§ Objective: Copy out every one of the records below, substituting "Object" for each occurrence of "Target" and keeping everything else the same.

§ Extracted material:
--------

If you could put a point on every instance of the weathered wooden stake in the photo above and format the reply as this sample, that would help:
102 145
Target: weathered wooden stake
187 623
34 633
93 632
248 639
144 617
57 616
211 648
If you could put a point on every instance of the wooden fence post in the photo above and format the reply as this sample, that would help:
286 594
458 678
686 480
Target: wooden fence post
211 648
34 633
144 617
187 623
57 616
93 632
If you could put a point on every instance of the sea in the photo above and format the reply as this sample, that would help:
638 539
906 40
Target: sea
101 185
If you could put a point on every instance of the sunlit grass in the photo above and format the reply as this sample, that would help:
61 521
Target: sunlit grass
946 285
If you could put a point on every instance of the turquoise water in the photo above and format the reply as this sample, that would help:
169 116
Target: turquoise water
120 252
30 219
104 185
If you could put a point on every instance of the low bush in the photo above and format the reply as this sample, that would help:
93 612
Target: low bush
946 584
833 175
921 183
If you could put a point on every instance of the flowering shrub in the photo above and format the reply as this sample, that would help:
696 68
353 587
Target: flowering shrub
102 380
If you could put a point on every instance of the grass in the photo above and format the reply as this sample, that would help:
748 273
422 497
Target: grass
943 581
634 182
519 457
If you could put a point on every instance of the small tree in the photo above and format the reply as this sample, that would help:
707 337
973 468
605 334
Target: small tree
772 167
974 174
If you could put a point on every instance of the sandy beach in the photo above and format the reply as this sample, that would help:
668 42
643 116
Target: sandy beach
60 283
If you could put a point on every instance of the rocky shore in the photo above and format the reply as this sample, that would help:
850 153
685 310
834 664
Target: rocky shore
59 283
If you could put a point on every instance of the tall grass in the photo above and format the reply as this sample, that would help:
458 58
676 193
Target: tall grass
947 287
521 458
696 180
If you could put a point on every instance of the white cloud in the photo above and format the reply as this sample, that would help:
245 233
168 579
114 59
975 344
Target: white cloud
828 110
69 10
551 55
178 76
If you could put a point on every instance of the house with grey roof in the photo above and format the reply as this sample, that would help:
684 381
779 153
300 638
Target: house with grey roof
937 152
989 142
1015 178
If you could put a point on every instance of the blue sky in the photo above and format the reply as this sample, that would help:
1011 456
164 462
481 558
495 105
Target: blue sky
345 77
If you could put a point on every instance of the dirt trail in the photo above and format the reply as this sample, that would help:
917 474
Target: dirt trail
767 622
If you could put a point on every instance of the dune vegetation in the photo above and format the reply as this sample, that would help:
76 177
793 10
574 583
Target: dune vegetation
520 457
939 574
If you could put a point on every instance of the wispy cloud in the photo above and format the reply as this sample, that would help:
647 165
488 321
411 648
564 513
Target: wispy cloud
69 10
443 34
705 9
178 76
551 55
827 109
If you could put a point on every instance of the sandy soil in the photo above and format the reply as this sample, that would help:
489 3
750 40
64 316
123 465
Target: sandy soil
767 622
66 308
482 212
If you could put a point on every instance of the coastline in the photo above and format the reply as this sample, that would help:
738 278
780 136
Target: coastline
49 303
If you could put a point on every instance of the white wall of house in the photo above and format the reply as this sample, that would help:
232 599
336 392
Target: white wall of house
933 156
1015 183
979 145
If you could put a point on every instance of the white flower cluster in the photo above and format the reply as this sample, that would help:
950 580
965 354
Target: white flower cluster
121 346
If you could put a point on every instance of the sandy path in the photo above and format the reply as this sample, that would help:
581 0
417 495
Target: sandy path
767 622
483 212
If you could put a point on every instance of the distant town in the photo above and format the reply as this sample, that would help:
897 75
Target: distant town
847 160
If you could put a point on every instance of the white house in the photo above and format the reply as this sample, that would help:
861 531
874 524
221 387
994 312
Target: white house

--------

§ Response to this exercise:
If you could put a point on every instance of the weathered wooden stake in the photo above and format the reply as this sample, that would help:
102 145
Object: weathered wooden stake
187 623
34 633
93 632
248 639
144 617
57 616
211 648
If you could put a point on every instance of the wooden fence post in the photo above and format the reply as this sample, that would help:
286 594
458 678
686 480
Object: wooden fence post
211 648
34 633
144 617
187 623
57 616
93 632
If you could put a point on every instance of the sea in the photo above and format the reply as this sample, that would help:
638 539
906 40
Object: sea
101 185
If you could put a point on every instance of the sunlit grass in the photo above and format the reply as this sample, that would help:
61 521
Object: sunlit grass
946 285
If you could put a point on every instance of the turquoise water in the photo above and format the reply as this sample, that would help:
169 116
Object: turquoise water
120 252
30 219
104 185
If you could put a point on every instance of the low bush in the photo above and format the reply as this sample, that would help:
93 612
Object: low bush
946 584
833 175
921 183
If you could put a point on every instance of the flowering shrub in the photo above and format the reply as this sample, that would help:
696 68
353 587
Object: flowering shrub
102 380
If you could put a point on every instance of the grass in the photo above and format the reply as this sample, that would help:
748 273
422 497
Object: grass
943 581
634 182
519 457
If you could put a point on every instance of the small tree in the photo above and format the reply as this sample, that would help:
707 337
973 468
605 334
Object: small tree
772 167
974 174
If you could put a point on every instance of the sandy beach in the photo above and format the reply as this sample, that would help:
668 42
643 116
Object: sandy beach
60 283
If you could put a point on every instance of the rocky shore in the photo above and format the reply as this sample, that would help:
850 153
685 310
834 664
Object: rocky shore
59 283
If you could put a point on every instance of the tall grass in the photo above and format the reply as this sample, that would help:
458 58
676 193
Object: tall grass
947 287
521 458
696 180
If you could put a point on every instance of the white cloud in the photo above and format the reply as this sample, that would help:
245 233
168 579
114 59
975 344
Object: white cloud
828 110
69 10
551 55
178 76
If you could put a point on every instance of the house with grey roof in the photo above and format the reply as this sample, that would help:
684 381
779 153
300 638
Object: house with grey roof
937 152
989 142
1015 178
If you could put a point on every instance of the blue sky in the photo above and format the reply as this sample, that would help:
1011 456
164 462
481 558
495 105
Object: blue sky
345 77
If you could put a point on every instance of the dirt trail in the photo above and format the reply as this sample, that would help:
917 474
Object: dirt trail
767 622
If you could put a point on every instance of the dune vegetation in the photo above and format the reply as this sample, that would help:
76 177
793 10
574 583
Object: dune vegetation
520 457
939 574
If you could put a point on every instance of the wispy cloud in the photo above and format the reply as this sample, that would help:
647 165
488 321
411 648
564 513
Object: wispy cloud
69 10
443 34
705 9
178 76
551 55
827 109
If you could put a point on every instance of the sandy soil in the photo above and format the reply as this sample, that would help:
489 3
750 40
64 316
123 465
Object: sandy soil
767 622
66 308
482 212
If you could put a point on every instance of the coastline in the photo above and format the reply as this sample, that would help:
738 278
780 136
Object: coastline
49 303
If you could put a point on every instance of the white wall of house in the photo above and format the reply as this sample, that would help:
232 599
336 392
Object: white wall of house
933 156
1015 183
979 145
If you could put a point on every instance of the white flower cluster in the photo above and format the reply as this sample, that would help:
950 580
965 354
Object: white flower cluster
121 346
If you could put a point on every instance of the sandy path in the photo above and format the reply as this sample, that would help:
581 0
417 495
Object: sandy path
767 622
483 212
If you could put a point on every instance of the distant town in the photo above and format the reply as this sample, that would help:
897 75
Object: distant town
847 160
If you could put a point on every instance of the white house in the photo above and format the reply as this sample, that would help:
861 531
874 524
221 387
994 312
Object: white house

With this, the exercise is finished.